:: Exercices à traiter ::
A) Mets en liste numérotée toutes les lignes rangées sous « Annotations de contours », sans les lignes vides et sans les images.
B) Reprends l'extrait sur le recours au 49-3 et poursuis-le à partir de sa dernière phrase.

:: Extrait du document ::
......

Comme prévu, le Gouvernement a utilisé l’article 49-3 à titre préventif, sans qu’il y ait eu le moindre échange sur la dernière mouture du texte issue des travaux de la Commission des Affaires sociales de l’Assemblée nationale. Reste à attendre le dépôt d’une hypothétique motion de censure, non de la part des Députés de droite, mais des opposants de la gauche du Parti socialiste et des autres Partis de gauche.
Comme le succès d’une telle motion est inimaginable, aucun Député socialiste n’ayant intérêt à faire tomber le Gouvernement, la suite du calendrier est connue : nouveau passage du texte au Sénat puis retour à l’Assemblée nationale pour adoption définitive.
Cela signifie que l’on ne sait pas encore quel sera le contenu de la loi, le texte annexé au procès-verbal de la séance de cet après-midi pouvant être différent de celui arrêté par le Rapporteur du texte à l’Assemblée nationale.

......

(Annotations de contours)

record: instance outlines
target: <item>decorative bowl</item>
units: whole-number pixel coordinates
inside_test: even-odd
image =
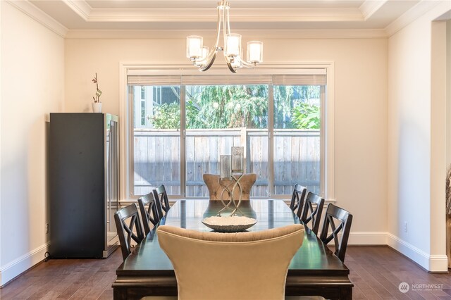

......

:: Liste des réponses ::
A)
1. record: instance outlines
2. target: <item>decorative bowl</item>
3. units: whole-number pixel coordinates
4. inside_test: even-odd
5. image =

B)
C’est bien d’ailleurs ce qui s’était passé il y a deux mois, le Gouvernement ayant introduit au dernier moment diverses dispositions, parmi lesquelles la Présidence alternante des Services de Santé au travail interentreprises, proposée par Gérard Sebaoun sous la forme d’un amendement rejeté par la Commission des Affaires sociales et « récupéré » sans que l’on sache exactement dans quelles conditions.
Si l’on se fie aux explications données par Christophe Sirugue, confirmées par Michel Issindou, ce serait le fruit d’une « erreur » …
Ce qui semble signifier qu’il n’a jamais été dans les intentions du Gouvernement de revenir sur le mode actuel de Gouvernance des Services. Une chose est sûre : il aura fallu deux mois pour que nos responsables politiques évoquent un « bug » pour justifier la présence de cette disposition dans le texte issu du 49-3.
C’est beaucoup trop pour qu’on puisse vraiment y croire.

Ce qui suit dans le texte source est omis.